Today’s New Albums: David Ferguson, Liz Cooper, Iron Maiden & More

Each week Release Day Picks profiles new LPs and EPs Team JamBase will be checking out on release day Friday. This week we highlight new albums by David Ferguson, Liz Cooper, Iron Maiden, Bob Marley and Steven Bernstein‘s Millennial Territory Orchestra. Read on for more insight into the records we have all queued up to spin.


David Ferguson – Nashville No More

The Scoop: David Ferguson released his debut album, Nashville No More, today through Fat Possum Records. Though it’s Ferguson’s first solo album, the acclaimed producer has worked with many renowned musicians during his lengthy career, counting Johnny Cash, John Prine and Sturgill Simpson among his cohorts. Ferguson and Prine co-founded The Butcher Shoppe recording studio in Nashville, which closed last year after the property was sold and the building demolished. Ferguson self-produced the 10-song Nasvhille No More, which has contributions from vocalist Margo Price, guitarists Dan Auerbach, Mark Howard, Justin Moses, Billy Sanford and Kenny Vaughan, mandolinists Sierra Hull and Ronnie McCoury, dobro player Jerry Douglas, banjoist Béla Fleck and multi-instrumentalists Stuart Duncan and Tim O’Brien. Fellow Nashville-based musicians, pedal steel guitarist Russ Pahl, keyboardist Mike Rojas, bassists Mike Bub and Dave Roe and percussionist Sam Bacco, also appear on the album.

“I’m so used to doing something and then moving on to the next thing, but I think it’s going to be neat to have a record come out,” Ferguson stated. “The hardest thing to do is doing a record on yourself. You’ve got to learn how to listen to it like you’re listening to somebody else. Man, that takes gumption.”


Liz Cooper – Hot Sass

The Scoop: Singer-songwriter Liz Cooper returns with Hot Sass, which is out today via Thirty Tigers. The album sees Cooper ditching her previous “Liz Cooper & The Stampede” moniker in favor of the simplified, single name approach. Hot Sass was recorded in early 2020 in Burlington, Vermont at producer Benny Yurco‘s Little Jamaica Recordings studio. The follow-up to 2018’s Window Flowers features Cooper, Yurco and bassist Joe Bisirri, drummer Ryan Usher and multi-instrumentalist Michael Libramento.

____

◆ **Written problem 1**:
Name every artist that the opening paragraph of the new-album roundup says this week's picks highlight.
◆ **Written problem 2**:
Write the next part of the new-album roundup, picking up after its final sentence.

◆ **Information supplied**:
____

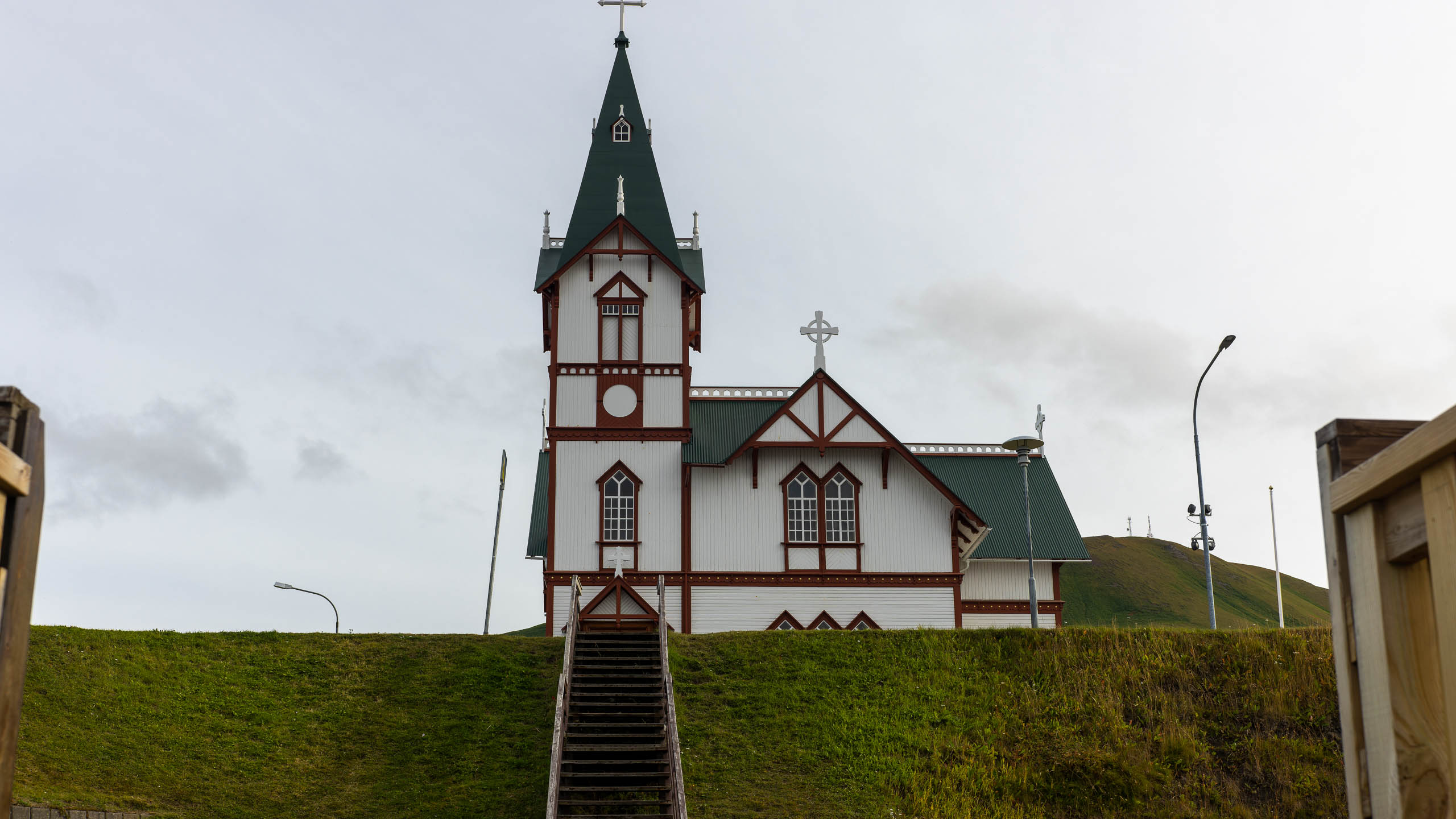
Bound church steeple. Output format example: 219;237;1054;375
559;32;683;270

____

◆ **Answer 1**:
David Ferguson, Liz Cooper, Iron Maiden, Bob Marley, and Steven Bernstein's Millennial Territory Orchestra

◆ **Answer 2**:
“I feel like this album has a lot of attitude,” Cooper said on The JamBase Podcast. “There are a lot of dynamics to it … It’s sarcastic in ways, and real in ways, and tender in ways, and in ways where I don’t give a fuck — and that’s up for people to decide which ones those are.”


Iron Maiden – Senjutsu

The Scoop: Today’s release of Senjutsu ends the longest drought between Iron Maiden studio albums since the legendary metal band debut in 1975. The album’s Japanese title approximately translates to “tactics and strategy.” The current Iron Maiden lineup of longtime frontman Bruce Dickinson, guitarists Dave Murray, Adrian Smith and Janick Gers, bassist Steve Harris and drummer Nicko McBrain recorded the follow-up to 2015’s The Book Of Souls with producer Kevin Shirley. Dickinson, Smith, Harris and Gers wrote or co-wrote the double LP’s 10 new tracks.

“We chose to record at Guillaume Tell Studio in France again as the place has such a relaxed vibe,” Harris stated. “The setup there is perfect for our needs; the building used to be a cinema and has a really high ceiling so there’s a great acoustic sound. We recorded this album in the same way we did The Book Of Souls in that we’d write a song, rehearse it and then put it down together straight away while it was all fresh in our minds. There’s some very complex songs on this album which took a lot of hard work to get them exactly as we wanted them to sound, so the process was at times very challenging, but Kevin is great at capturing the essence of the band and I think it was worth the effort! I’m very proud of the result and can’t wait for fans to hear it.”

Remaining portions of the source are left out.